Given text:
⟨

Friday, April 27, 2012

Don't Be Ashamed Of Your Emotions

I don't read many blogs, admittedly. I barely update my own.

The blogs I do read happen to be either funny, interesting, inspirational or some combination of the three.

On Wednesday, a friend handed me a notebook that was given to her by another friend who knew it was my notebook. I had left that notebook behind at work carelessly. It had some work notes in it but it was predominantly a personal notebook with journal type entries, poetry, rants and attempts at lyrics for songs that may never be written.

I found myself embarrassed for the first time in a long time. No one noticed that I was embarrassed except for my inner critic, who, as expected, laughed his ass off. My embarrassment was rooted in the worry that one of my friends might have read through my notebook. My embarrassment was based in the idea that someone I care about might judge some of my darker, melancholy, unfiltered chicken-scratch.

I over-emote to friends constantly. I not afraid to share how I feel. I could argue that I've made some of the best and worst first impressions due to my inability to filter my emo-tsunami waves. I am not ashamed of those first impressions. I don't apologize for them. That's ultimately who I am. I'm the guy who tells you everything you asked for with or without asking for it explicitly. However, if you discover those same emotions on paper without my presence or implied permission, somehow it embarrasses me.

In April of 2006, I found some of my own emotional writing in a place I didn't expect to find it.
My Uncle Joe kept his important things in the top drawer of his bureau. His car keys. His wallet. Pictures of
his kids. My letter from Christmas 2003. I'll explain.

In December of 2003 (probably around the 22nd), I had my (since then) annual panic about how I'd afford to do anything of value for my family and friends. I'd chosen a path of financial risk. Hopeless romanticism and performing arts. Those crooks steal from me every fucking day.

My thrifty and, I thought, heartfelt decision was to write handwritten letters to my family to tell them how they've shaped me as a person, an artist and an adult, human man. I spent hours writing each letter. I'd do one or two a night and I remember feeling mixed emotions writing them. Ultimately, I felt like these letters were more than just a gift. They were a guaranteed connection. They were love. They were forgiveness. They were understanding. They were thank yous. They were me for you in an envelope.

⟩

Dataset records:
⟨

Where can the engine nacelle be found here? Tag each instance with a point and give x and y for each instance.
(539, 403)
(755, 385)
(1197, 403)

⟩
⟨

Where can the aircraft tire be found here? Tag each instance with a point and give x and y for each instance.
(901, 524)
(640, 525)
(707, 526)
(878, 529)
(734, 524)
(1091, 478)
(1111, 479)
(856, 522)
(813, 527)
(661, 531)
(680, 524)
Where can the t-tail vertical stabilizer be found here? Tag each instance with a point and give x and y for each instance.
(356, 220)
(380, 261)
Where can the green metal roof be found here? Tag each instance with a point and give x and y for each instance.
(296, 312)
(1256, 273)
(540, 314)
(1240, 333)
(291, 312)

⟩

Problem description: Continue the blog post about the found notebook and the Christmas 2003 letters, starting after its last sentence.

Answer to the exercise:
My Christmas letters weren't universally well received. I'd be willing to bet most of them were recycled by 2004. No one outright chided me for the letters but I don't think, at the time, anyone realized how important the words on those effort crinkled papers were to me. To me emotionally charged, handwritten words should be transferred like a pint of blood, with care and purpose. This letter is mine but it's also yours.
Blood might be thicker than water but it's not thicker than words on paper, that's for sure.

In 2005, I tore my ACL doing an Unnatural Selection show on a Thursday Night in July at ImprovBoston, back when we still nested in a tiny, alcove in Inman Square. It just so happened to be my birthday.
At the time, I was two drinks away from completing my Dead Author's Club mug challenge at the neighboring Bukowski Tavern. I was also in the dead phase of a relationship that went on two years too long. There was much ado about Dana on July 17th in 2005. That night I earned mug #89 (Nostradamus) and the next morning I earned a date with an arthroscopic surgeon on September 1st.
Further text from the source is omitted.